» DIRECTION 1: Please count the lines in the entries that contain the string "cloud", treating uppercase and lowercase as distinct, and reply with only that number.

» SOURCE DOCUMENT:
4 writerly rules for managing the ebb and flow of life

Bismillah ir Rahman ir Raheem

Assalam alaikum wa rahmatullahi wabarakatahu. God’s blessings, peace and mercy be on you, fellow traveler.

So I’ve been trying to practice Scott Myer’s mantra for two weeks now: 1, 2, 7, 14.

Read one screenplay a week.

Watch 2 movies a week.

Write 7 pages i.e. a page a day.

Do 14 hours of prep i.e. 2 hours of prep a day.

It’s been a challenge. But it’s been rewarding. I’ve invested more in my screenwriting ambitions in the last 2 weeks than I have in my entire life. That kind of rigor has forced me to think about what I am willing to give up and where I’m willing to go. I don’t just mean sleep and free time. I mean heart-ache, anxiety, despair, depression or my personal favorite, failure.

My husband would say I’m being too dramatic. Let’s just say I’ve decided I’ll brave the Uncertainty and the lack of Certainty that comes with filmmaking and screenwriting.

But I have failed a fair amount. I’ve missed pages, prepped reduced hours, been utterly paralysed by the blank page.

In the process, I’ve discovered that the probability of success is linked to my energy. My creative energy cycles with my body.

It is foolish to push your body to achieve more and more and more when we are designed to need replenishment. This is where the animal kingdom has the jump on us humans. Lions rest an entire day after a hunt. Bears take the whole winter off.

But we work day and night, ignoring God’s blessing of the night-time and rest.

He splits the sky at dawn, and appoints the night as a time of stillness and the Sun and Moon as a means of reckoning. (Qur’an, 6:96)

(Go here for a brief explanation of the above verse)

While society favors the Type-A “harder, faster, stronger” personality, something tells me that I’m made of cream cheese and I can only manage that for a little while before I have a meltdown.

I’ve discovered a few basic ground rules so I can work with my energy cycles rather than against them.

1. Work as early as possible

I’ve blocked out times that my family is least likely to interrupt me – between 10 – 12:30 in the morning. Or between 2:30 and 6:30 in the evening. Sigh. An embarrassment of riches.

But still things come up. Family calls from overseas. Errands need to be run. Life does not respect my ambitions.

I haven’t managed to wake up uber-early and do my prep. Yet. But I’m aspiring to it.

» RECORDS SHOWN:

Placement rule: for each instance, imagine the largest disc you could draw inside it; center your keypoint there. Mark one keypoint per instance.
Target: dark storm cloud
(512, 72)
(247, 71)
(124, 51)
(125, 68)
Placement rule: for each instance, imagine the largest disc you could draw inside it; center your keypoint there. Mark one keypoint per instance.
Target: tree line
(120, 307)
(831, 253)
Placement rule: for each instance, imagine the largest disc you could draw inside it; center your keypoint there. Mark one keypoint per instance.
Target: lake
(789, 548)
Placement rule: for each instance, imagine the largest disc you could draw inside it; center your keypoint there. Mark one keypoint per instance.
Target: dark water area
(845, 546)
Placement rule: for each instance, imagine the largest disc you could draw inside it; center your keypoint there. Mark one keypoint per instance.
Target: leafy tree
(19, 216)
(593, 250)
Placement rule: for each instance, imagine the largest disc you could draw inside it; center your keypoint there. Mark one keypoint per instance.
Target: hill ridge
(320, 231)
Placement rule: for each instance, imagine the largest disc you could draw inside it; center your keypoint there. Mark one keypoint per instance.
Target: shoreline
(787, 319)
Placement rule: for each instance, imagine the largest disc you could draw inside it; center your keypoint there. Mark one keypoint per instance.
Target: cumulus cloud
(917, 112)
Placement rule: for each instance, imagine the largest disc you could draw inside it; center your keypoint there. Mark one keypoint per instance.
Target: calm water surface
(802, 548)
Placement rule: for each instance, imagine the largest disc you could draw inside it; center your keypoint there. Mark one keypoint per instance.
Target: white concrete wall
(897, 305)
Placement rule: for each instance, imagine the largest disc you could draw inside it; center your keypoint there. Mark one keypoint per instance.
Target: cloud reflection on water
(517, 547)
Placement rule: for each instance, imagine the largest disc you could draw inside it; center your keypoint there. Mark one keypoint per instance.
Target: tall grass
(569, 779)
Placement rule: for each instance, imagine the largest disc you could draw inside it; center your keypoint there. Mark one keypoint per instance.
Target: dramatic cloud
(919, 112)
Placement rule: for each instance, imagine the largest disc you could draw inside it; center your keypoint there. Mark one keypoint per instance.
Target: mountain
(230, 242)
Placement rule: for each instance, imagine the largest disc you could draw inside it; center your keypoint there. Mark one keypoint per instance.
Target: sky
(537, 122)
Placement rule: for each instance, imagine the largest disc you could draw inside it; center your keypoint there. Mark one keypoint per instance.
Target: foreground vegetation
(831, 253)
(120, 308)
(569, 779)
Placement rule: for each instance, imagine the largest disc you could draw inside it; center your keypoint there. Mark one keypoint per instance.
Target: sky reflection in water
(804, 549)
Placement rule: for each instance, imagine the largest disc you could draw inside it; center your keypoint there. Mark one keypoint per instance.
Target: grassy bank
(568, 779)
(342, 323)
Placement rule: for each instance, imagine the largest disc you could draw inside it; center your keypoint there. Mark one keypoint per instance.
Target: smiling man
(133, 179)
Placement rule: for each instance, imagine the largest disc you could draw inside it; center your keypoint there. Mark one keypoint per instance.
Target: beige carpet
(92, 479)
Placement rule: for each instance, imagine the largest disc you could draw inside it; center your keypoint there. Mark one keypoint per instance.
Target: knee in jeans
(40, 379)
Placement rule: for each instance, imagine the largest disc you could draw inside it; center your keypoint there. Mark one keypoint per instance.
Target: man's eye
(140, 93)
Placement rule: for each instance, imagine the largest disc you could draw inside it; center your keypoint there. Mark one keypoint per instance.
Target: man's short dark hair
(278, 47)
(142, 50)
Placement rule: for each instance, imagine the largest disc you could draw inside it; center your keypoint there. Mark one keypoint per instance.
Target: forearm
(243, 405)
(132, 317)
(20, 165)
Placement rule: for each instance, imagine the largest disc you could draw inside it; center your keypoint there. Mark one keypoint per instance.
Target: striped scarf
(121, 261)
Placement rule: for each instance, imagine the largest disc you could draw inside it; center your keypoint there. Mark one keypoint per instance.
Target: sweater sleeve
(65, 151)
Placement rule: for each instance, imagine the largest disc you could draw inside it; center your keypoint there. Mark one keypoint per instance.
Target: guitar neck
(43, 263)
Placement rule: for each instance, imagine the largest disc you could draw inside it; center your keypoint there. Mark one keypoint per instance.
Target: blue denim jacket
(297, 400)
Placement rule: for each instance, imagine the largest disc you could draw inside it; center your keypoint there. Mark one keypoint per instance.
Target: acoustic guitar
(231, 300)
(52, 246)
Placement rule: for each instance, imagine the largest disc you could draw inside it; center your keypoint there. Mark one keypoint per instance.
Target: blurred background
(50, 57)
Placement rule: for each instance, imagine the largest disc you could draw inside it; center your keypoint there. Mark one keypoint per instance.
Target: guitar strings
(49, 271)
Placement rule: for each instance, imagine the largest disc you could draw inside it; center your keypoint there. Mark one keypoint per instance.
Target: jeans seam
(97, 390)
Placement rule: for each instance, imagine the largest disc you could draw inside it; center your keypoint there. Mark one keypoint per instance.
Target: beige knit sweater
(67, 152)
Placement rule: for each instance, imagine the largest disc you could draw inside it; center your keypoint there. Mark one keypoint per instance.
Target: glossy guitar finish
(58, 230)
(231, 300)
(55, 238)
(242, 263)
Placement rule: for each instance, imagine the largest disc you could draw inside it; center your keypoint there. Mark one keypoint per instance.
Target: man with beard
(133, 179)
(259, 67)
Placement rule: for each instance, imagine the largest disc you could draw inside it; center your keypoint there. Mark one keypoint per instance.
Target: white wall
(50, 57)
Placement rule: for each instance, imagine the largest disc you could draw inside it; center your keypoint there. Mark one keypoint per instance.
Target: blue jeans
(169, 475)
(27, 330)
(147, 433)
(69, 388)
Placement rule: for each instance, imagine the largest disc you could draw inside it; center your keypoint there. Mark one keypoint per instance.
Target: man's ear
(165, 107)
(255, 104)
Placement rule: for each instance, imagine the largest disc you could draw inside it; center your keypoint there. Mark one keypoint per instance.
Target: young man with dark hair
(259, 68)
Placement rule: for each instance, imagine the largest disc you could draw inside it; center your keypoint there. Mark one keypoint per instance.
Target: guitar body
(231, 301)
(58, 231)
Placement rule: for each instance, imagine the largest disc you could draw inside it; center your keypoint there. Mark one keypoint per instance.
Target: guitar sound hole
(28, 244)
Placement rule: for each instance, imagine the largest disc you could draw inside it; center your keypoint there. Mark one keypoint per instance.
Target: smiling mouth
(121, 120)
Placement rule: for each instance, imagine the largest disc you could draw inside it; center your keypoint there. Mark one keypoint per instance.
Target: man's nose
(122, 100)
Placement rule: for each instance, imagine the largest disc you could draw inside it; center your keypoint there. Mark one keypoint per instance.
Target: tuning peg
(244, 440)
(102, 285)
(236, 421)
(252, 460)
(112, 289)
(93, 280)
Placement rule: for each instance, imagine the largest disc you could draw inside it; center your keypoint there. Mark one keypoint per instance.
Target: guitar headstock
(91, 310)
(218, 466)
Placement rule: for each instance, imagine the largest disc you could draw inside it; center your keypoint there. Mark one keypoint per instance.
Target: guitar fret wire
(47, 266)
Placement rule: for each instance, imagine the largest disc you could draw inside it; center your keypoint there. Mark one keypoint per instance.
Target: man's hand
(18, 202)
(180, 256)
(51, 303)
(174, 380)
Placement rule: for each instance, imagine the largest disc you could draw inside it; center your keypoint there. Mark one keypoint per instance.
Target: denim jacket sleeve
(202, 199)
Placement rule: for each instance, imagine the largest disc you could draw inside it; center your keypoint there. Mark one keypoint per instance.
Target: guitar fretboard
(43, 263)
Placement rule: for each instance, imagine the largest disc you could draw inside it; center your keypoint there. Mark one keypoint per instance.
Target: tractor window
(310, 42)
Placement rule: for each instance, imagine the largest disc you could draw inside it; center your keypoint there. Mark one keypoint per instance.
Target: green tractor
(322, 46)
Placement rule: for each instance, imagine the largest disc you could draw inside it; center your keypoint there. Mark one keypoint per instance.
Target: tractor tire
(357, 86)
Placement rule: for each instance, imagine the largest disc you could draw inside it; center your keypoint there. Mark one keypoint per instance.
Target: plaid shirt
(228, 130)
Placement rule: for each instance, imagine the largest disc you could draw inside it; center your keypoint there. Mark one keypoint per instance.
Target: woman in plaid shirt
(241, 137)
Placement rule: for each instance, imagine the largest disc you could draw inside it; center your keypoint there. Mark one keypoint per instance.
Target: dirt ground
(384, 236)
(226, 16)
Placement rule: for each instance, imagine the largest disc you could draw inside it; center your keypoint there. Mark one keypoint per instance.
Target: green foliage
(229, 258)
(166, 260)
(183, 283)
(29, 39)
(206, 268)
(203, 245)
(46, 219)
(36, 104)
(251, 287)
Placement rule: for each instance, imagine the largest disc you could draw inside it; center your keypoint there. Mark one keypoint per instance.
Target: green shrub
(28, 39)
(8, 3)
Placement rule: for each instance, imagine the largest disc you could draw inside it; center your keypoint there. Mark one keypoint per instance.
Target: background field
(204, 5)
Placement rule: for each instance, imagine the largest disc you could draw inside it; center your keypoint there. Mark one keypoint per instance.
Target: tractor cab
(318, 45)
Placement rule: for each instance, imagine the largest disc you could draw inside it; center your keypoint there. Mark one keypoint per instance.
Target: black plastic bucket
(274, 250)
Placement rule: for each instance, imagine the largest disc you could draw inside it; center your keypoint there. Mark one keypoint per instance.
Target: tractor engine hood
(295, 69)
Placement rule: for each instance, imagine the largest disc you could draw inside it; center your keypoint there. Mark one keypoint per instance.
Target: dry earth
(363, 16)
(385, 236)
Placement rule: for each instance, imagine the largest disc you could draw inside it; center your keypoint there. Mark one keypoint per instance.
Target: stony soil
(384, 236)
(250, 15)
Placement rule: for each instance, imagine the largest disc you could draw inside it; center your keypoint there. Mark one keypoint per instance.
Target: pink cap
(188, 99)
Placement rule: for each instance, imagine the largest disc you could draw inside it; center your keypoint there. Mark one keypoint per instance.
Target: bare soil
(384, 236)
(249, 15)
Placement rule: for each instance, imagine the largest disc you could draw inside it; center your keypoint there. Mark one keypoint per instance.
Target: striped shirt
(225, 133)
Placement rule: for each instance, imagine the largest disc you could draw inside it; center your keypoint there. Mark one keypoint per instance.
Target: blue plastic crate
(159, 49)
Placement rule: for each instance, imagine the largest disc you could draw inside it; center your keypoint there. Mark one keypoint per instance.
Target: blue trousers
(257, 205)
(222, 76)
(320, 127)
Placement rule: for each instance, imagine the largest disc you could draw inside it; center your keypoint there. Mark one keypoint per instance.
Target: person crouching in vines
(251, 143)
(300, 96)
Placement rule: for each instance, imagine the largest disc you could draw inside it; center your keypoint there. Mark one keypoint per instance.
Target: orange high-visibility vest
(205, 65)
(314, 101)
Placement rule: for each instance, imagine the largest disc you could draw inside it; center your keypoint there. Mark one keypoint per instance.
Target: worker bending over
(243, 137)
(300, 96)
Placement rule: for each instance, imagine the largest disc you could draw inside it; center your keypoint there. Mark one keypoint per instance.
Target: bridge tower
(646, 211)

» DIRECTION 2: Write the next part of the post on writerly rules for managing life's ebb and flow, picking up right after its final sentence.

» RESULT 1: 4

» RESULT 2:
I am far more likely to be tired in the evening and so writing or prepping closer to night-time should be avoided if it can be helped. Hubby comes home too and spending 2 hours staring at a laptop while he’s around is hardly likely to work wonders for our relationship. Though being the sweetheart that he is, he totally understands. But he deserves better than that. And so do I

2. Schedule the hard stuff for earlier in the week

Earlier in the week, when I’m primed and ready to go, I get a whole lot more done a lot more efficiently in prep time. And the pages just zip out.

Later in the week, I get a little exhausted. Come Friday, I just feel like playing which is a great time for an ‘artist date’. Though I’ve not really been too successful at having one of those yet.

It’s also a great time to kick back and pay attention to a movie or a screenplay.

3. Get a routine

A routine makes my hours that much easier.

  1. I start with 15 minutes of concept brainstorming. This is a great way to massage my brain before getting into the nitty-gritty. Plus it’s a great way to generate story concepts, a good 95% of which are invariably duds.
  2. 1.5 hours of prep.
  3. Another 15 minutes of looking over the above concepts with a critical eye. Not just, “Is this good?” But also “What can I do to make this better?” “Why is this so bad?” “Why do I want to write about ice-cream so much?”

4. Reward yourself with some fire-gazing time

I find I get cabin fever if I stay inside too much. I like taking a walk or just sitting with my father-in-law. He’s always watching Animal Planet so metaphorically at least, we’re being spirited away to different lands.

What works for you in terms of maintaining consistency with your routine?

Wassalam and Fee Amanillah. Peace and God’s protection, peeps.

The Happy Muslimah.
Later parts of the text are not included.